Work instructions =
1. Find every line in the entries that contains the string "window", matching case exactly, and copy each of those lines.
2. Extend the article about the Twin Peaks marathon screening, picking up right after its final sentence.

Selected passage =
_ _ _ _ _

Join White Flag for a Marathon Screening of Twin Peaks

twinpeaks_openingsho807371On Saturday April 17th, White Flag Projects will be hosting an all-day, all-night screening of David Lynch’s campy television series Twin Peaks. All 30 episodes will be shown consecutively. Doors open at 8 pm and the screening beings at 9 pm.

David Lynch is one of the last filmmakers you’d think to see with their own T.V. series, and that’s part of what makes Twin Peaks compelling. Famed for his complex, surrealistic, and often-unsettling films, such as Eraserhead (1976) and Mulholland Dr. (2001), Lynch has garnered a following that’s a far cry from mainstream. Transitioning from obscure films to primetime television is no doubt a difficult task, but Lynch has succeeded in doing so without compromising his signature style.

Set in a small town somewhere in the Pacific Northwest where diner coffee and cherry pie predominate, Twin Peaks offers a gaze into the secret lives of its seemingly simple characters. Like many of Lynch’s films, the series follows the unraveling of a mystery—the murder of a high-school girl named Laura Palmer (it also features dreamscapes and creepy little men that dance and speak enigmatically, things you’re probably familiar with if you’ve seen a lot of Lynch films).

_ _ _ _ _

Exercise data =
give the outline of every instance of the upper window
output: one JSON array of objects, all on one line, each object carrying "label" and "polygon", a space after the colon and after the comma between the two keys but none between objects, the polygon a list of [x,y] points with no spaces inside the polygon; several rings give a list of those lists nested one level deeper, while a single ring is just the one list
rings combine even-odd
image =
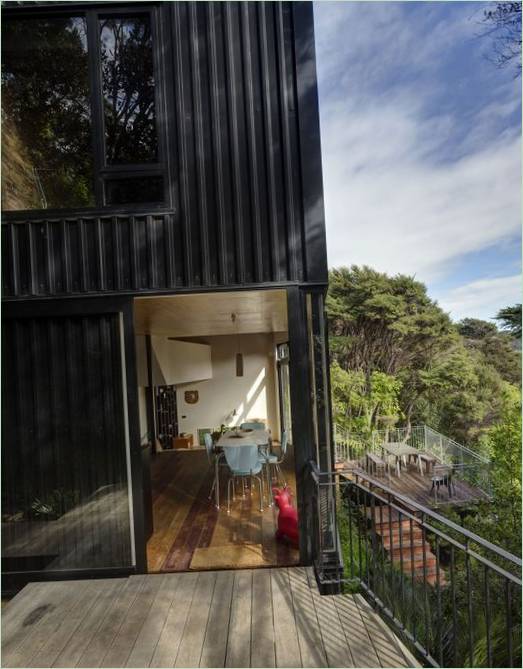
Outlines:
[{"label": "upper window", "polygon": [[149,12],[5,19],[2,209],[164,202]]},{"label": "upper window", "polygon": [[4,21],[2,208],[95,205],[85,18]]},{"label": "upper window", "polygon": [[150,17],[100,20],[105,157],[110,165],[158,160]]}]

_ _ _ _ _

Responses for each task =
1.
give the outline of every instance of the upper window
[{"label": "upper window", "polygon": [[149,12],[5,19],[2,209],[164,202]]},{"label": "upper window", "polygon": [[4,21],[2,208],[95,205],[85,18]]},{"label": "upper window", "polygon": [[150,17],[100,20],[105,157],[110,165],[158,160]]}]

2.
The series first aired on ABC in the 1990’s and, while its mainstream success was short-lived, it developed a cult following and even spawned an annual festival. The show’s relevance lies in its ability to offer an engaging escape into the uncertain; packed with eccentric characters, strange happenings, and unfulfilled desires, Twin Peaks brings us into a mythical world that can only live on in one’s mind.

This is a FREE event and we encourage you to bring whatever you’d like (BYOE- Bring Your Own Everything), from snacks (pie, doughnuts, and “bacon, super-crispy, almost burned, cremated—that’s great”), to beverages (damn fine coffee!), to sleeping bags and chairs. You’re also welcome to come and go as you please. The screening will last until approximately 9 pm the following day.

For more information on this event and upcoming White Flag Projects exhibitions, please visit www.whiteflagprojects.org.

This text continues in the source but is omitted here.